- PROBLEMS TO WORK ON:
A - Write out the part of the data warehouse text between "To go from a" and "into the data warehouse.", inclusive.
B - Condense the paragraph of the data warehouse text that begins "A data warehouse is a database" into a short bulleted list that keeps its main facts.
C - Answer these questions using the data warehouse text:
(i) What does Azure Data Studio offer, and to what tool is it compared?
(ii) Which layer keeps track of all changes to the data for each restaurant?
(iii) What is loaded into the data warehouse in the Staging layer?

Azure Data Factory offers a low-code way to visually implement all data transformation steps. This makes it an accessible tool for less technically educated people or analysts who prefer working using limited code. Azure Data Studio offers a SQL-environment in which we can connect to the database, comparable to SQL Server Management Studio.
A Journey through the layers of our Data warehouse
A data warehouse is a database in which data is processed and molded into a more usable form. This transformation of the data contributes to the user friendliness of the data. More specifically, it helps in answering recurring questions. Usually, this is achieved by processing the data through different ‘layers’. This way of processing allows to trace back how the raw data is transformed. In addition, it is common to organize the data according to a data model, so that the data is stored in the most efficient way for future use.
To go from a .json file to a fully working data model requires some data transformation steps inside the data warehouse. The image below shows the different steps or layers in the ETL-process. In our case the layers of the ETL-process involved the following steps:
- Staging (STG): in this layer we load the raw data from the scraper into the data warehouse.
- Raw Data Store (RDS): this layer keeps track of all changes to the data for each restaurant.
- Integrated Data Store (IDS): only unique and active rows of a restaurant are selected and obsolete data is not. This is a first step to data cleaning.
- Standard Data Model (SDM): used to create a data model out of all the data of previous steps (see image below).
- Data Mart (DM): contains the input data from the SDM, but it can also be used to add derived columns which are necessary for analyses or dashboards.

- DATASET RECORDS:

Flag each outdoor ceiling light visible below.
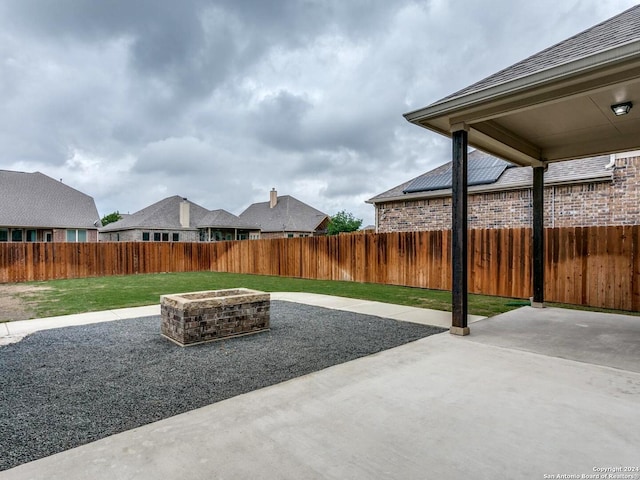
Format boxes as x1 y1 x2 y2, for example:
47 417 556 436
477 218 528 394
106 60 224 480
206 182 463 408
611 102 633 117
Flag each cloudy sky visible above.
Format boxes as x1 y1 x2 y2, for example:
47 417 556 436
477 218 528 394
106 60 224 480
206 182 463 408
0 0 634 224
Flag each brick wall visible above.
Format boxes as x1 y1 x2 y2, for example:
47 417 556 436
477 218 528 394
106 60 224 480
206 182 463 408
100 230 200 242
376 157 640 233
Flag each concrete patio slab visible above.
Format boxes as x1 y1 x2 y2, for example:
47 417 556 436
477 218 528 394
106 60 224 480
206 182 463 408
0 333 640 480
469 307 640 373
0 294 640 480
0 292 486 345
0 305 160 345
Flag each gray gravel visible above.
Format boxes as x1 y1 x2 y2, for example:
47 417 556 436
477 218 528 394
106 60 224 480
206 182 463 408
0 301 444 471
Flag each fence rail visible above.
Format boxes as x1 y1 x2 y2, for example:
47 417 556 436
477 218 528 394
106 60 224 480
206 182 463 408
0 226 640 311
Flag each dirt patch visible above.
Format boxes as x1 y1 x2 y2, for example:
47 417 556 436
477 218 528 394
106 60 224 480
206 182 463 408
0 284 51 322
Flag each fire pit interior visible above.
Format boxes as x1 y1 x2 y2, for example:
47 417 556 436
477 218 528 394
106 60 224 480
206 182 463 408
160 288 271 346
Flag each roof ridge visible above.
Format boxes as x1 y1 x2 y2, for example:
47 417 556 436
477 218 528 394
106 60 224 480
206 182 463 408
432 4 640 105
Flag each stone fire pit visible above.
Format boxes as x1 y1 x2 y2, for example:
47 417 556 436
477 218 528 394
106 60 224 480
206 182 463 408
160 288 271 346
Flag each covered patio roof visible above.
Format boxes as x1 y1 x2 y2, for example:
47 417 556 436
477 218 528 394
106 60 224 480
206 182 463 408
404 5 640 167
405 5 640 335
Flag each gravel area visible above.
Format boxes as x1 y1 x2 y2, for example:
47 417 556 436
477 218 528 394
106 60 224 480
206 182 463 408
0 301 444 471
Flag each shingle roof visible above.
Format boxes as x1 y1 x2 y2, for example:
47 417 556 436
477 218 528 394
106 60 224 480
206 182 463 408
0 170 100 229
240 195 329 233
100 195 209 232
100 195 258 232
367 150 612 204
403 150 514 193
198 209 260 230
433 5 640 105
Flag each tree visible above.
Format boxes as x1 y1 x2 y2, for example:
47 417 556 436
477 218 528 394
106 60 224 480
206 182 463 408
101 210 122 227
327 210 362 235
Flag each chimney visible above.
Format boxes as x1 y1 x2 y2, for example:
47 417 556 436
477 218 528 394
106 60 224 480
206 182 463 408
180 198 190 228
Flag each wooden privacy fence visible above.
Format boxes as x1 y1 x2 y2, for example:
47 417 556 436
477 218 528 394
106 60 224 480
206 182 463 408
0 226 640 310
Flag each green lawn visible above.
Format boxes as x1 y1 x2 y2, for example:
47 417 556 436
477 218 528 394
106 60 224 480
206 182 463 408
5 272 636 317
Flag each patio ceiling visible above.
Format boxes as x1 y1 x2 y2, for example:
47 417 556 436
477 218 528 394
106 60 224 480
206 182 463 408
405 6 640 166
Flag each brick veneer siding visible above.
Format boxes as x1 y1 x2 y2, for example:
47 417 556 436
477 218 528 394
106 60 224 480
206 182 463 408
100 230 200 242
376 157 640 233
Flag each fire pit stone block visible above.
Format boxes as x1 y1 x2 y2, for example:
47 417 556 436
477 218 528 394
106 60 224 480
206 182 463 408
160 288 271 346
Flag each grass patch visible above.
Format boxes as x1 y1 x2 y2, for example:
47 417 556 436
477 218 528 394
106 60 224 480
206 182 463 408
7 272 629 317
11 272 517 317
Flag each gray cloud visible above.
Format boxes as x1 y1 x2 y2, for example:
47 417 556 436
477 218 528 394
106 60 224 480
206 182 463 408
0 0 633 223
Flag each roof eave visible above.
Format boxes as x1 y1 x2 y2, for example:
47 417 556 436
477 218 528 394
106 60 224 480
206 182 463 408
366 173 612 206
403 40 640 124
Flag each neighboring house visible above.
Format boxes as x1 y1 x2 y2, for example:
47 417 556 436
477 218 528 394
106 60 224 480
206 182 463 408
0 170 100 242
367 150 640 233
100 195 260 242
240 189 330 238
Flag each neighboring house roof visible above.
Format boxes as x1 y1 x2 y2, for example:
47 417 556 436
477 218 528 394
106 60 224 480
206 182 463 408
100 195 209 232
434 5 640 105
100 195 258 232
198 209 260 230
240 195 329 232
0 170 100 229
367 150 613 204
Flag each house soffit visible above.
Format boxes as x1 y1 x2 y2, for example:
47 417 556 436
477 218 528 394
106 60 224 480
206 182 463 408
405 42 640 166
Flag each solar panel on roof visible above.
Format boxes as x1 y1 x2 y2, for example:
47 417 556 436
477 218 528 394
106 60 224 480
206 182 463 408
403 157 513 193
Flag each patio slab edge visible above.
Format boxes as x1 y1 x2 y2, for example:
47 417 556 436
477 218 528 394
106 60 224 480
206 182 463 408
0 292 476 345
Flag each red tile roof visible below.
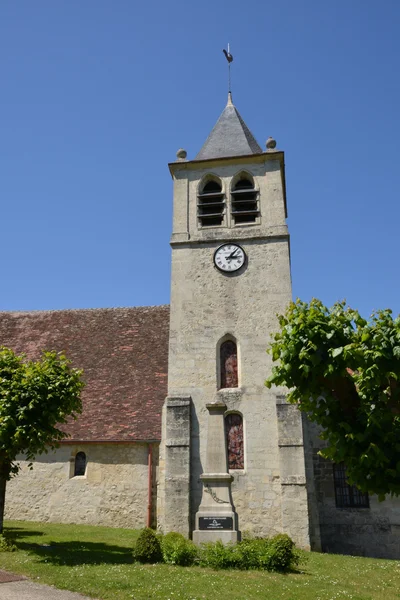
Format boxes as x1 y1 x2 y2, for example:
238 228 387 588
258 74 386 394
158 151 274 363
0 306 169 441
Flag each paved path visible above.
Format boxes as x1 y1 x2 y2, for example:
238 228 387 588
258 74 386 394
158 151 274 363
0 571 93 600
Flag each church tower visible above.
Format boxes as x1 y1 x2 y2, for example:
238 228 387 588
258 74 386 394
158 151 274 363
158 94 309 548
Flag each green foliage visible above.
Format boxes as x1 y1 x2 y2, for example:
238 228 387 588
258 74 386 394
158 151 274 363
0 533 17 552
266 299 400 499
161 531 197 566
200 534 300 571
0 347 84 479
267 533 300 571
133 527 163 564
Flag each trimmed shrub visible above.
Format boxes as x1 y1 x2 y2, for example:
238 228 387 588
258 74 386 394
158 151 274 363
200 534 300 571
269 533 300 571
161 531 197 566
0 533 17 552
133 527 162 563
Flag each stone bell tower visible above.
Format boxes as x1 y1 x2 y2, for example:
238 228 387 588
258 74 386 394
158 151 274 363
158 94 309 548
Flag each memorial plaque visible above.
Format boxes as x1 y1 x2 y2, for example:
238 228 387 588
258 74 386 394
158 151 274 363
199 517 233 531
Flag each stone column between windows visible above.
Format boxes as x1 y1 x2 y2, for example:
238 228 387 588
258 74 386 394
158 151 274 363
276 396 310 550
164 396 192 537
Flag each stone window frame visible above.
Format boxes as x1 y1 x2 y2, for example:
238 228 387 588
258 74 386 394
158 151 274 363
224 410 246 473
332 463 369 509
228 169 261 229
69 449 89 479
196 173 229 229
216 333 241 391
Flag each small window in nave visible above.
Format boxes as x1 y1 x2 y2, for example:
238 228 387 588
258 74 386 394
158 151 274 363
225 413 244 469
333 463 369 508
74 452 86 477
220 340 238 388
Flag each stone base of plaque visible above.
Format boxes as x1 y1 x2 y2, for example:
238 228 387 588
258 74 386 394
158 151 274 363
193 511 238 544
193 529 238 546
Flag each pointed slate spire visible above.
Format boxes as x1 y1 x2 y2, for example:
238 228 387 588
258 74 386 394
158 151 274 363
195 92 262 160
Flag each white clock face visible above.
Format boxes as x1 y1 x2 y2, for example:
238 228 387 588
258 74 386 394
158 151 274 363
214 244 246 273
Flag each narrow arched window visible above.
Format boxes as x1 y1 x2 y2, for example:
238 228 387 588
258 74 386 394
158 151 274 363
231 177 259 225
225 413 244 469
74 452 86 477
220 340 238 388
197 180 225 227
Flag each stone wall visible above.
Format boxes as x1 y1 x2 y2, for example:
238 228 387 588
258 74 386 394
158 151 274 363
5 443 158 528
308 423 400 559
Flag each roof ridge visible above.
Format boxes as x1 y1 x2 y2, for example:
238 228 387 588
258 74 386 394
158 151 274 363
0 304 170 315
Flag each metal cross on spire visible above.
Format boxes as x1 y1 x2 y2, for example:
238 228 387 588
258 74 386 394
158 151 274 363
222 42 233 94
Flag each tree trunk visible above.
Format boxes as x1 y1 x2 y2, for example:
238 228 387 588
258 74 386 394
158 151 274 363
0 463 10 534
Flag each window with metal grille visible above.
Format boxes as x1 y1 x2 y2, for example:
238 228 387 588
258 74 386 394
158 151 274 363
220 340 238 388
225 413 244 469
197 180 225 227
333 463 369 508
231 178 259 225
74 452 86 477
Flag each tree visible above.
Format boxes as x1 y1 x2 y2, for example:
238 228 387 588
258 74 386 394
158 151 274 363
266 299 400 500
0 346 84 533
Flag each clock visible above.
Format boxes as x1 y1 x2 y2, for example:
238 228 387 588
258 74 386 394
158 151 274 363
214 243 246 273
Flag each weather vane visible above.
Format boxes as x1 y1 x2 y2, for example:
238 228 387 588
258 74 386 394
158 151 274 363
222 42 233 93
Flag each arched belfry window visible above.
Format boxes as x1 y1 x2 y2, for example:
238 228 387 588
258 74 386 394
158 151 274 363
225 413 244 469
74 452 86 477
219 340 238 388
197 179 225 227
231 174 260 225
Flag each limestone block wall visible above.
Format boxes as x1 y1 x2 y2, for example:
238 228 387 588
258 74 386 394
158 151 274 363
308 423 400 559
5 443 158 528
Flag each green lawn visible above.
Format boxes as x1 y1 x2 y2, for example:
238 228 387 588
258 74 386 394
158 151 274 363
0 521 400 600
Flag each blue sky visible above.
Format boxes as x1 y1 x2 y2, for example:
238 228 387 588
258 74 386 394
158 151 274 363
0 0 400 314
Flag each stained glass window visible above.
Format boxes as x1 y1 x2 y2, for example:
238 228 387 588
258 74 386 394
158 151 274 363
225 413 244 469
333 463 369 508
74 452 86 477
220 340 238 388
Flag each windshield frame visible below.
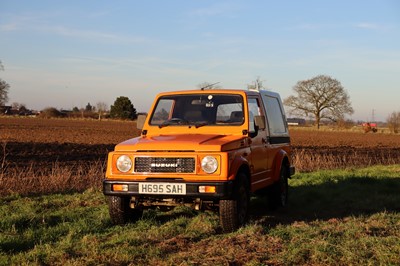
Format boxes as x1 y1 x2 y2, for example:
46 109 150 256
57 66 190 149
148 91 246 128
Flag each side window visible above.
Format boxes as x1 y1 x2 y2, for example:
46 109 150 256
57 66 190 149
248 98 261 133
150 99 174 125
263 96 288 135
217 103 243 124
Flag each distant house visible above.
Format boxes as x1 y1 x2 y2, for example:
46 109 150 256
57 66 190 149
0 105 11 114
286 118 306 126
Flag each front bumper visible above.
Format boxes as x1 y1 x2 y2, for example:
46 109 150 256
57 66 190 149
103 179 233 200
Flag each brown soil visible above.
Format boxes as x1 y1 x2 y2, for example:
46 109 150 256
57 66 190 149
0 117 400 170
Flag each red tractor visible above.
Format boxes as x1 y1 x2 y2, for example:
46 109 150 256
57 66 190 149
362 122 378 133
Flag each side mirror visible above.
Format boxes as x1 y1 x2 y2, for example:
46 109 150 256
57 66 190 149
136 115 147 129
254 115 265 130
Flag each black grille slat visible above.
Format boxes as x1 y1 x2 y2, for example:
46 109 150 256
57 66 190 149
135 157 195 173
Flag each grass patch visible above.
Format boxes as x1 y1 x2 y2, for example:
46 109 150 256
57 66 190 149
0 165 400 265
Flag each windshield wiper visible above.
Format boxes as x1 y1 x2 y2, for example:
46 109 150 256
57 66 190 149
194 122 208 128
158 118 188 128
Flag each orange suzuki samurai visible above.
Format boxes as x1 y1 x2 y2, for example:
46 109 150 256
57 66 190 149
103 89 294 232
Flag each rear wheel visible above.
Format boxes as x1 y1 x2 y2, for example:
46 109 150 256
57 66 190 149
107 196 143 225
268 165 289 210
219 173 250 232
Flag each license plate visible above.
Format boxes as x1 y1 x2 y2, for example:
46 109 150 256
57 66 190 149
139 183 186 195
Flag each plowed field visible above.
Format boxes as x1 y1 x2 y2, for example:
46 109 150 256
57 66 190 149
0 117 400 171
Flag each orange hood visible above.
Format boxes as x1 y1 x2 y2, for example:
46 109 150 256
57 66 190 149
115 134 247 152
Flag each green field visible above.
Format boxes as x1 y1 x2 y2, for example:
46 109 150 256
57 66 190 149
0 165 400 265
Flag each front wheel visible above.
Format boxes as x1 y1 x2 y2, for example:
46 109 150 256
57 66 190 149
219 173 250 233
107 196 143 225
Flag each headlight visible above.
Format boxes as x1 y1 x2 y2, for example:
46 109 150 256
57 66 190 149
201 156 218 174
117 155 132 173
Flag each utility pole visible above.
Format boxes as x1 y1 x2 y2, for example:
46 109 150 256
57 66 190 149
371 109 375 122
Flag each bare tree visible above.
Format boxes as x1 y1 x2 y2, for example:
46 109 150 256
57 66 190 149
197 82 222 90
96 102 107 120
247 76 265 91
386 112 400 133
284 75 354 128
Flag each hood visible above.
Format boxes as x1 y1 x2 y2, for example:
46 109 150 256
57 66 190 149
115 134 247 152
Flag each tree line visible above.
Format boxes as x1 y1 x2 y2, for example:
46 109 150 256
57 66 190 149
0 61 400 133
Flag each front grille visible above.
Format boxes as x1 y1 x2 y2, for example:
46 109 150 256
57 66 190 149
135 157 195 173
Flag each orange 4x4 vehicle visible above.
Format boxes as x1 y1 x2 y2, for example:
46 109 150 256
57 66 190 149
103 90 294 232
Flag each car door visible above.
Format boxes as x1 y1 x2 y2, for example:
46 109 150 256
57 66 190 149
248 96 269 191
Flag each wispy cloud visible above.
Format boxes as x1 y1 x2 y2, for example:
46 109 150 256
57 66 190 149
0 15 154 43
190 2 240 17
355 22 386 30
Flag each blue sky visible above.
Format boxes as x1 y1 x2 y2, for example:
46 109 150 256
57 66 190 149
0 0 400 121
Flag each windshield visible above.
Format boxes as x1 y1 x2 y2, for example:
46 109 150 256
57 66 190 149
150 93 244 127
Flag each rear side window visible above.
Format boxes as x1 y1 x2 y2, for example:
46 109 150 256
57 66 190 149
263 95 288 135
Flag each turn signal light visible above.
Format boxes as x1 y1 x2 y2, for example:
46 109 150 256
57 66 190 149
113 184 128 192
199 186 217 193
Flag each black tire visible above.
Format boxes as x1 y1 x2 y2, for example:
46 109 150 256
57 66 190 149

- LIST OF ANSWERS:
A -
To go from a .json file to a fully working data model requires some data transformation steps inside the data warehouse. The image below shows the different steps or layers in the ETL-process. In our case the layers of the ETL-process involved the following steps:
- Staging (STG): in this layer we load the raw data from the scraper into the data warehouse.

B -
- A data warehouse is a database where data is processed and molded into a more usable form.
- This transformation makes the data more user friendly and helps answer recurring questions.
- The processing usually runs through different "layers," which lets you trace how the raw data was transformed.
- The data is commonly organized according to a data model, so it is stored in the most efficient way for future use.

C -
(i) It offers a SQL environment for connecting to the database, comparable to SQL Server Management Studio.
(ii) The Raw Data Store (RDS) layer.
(iii) The raw data from the scraper.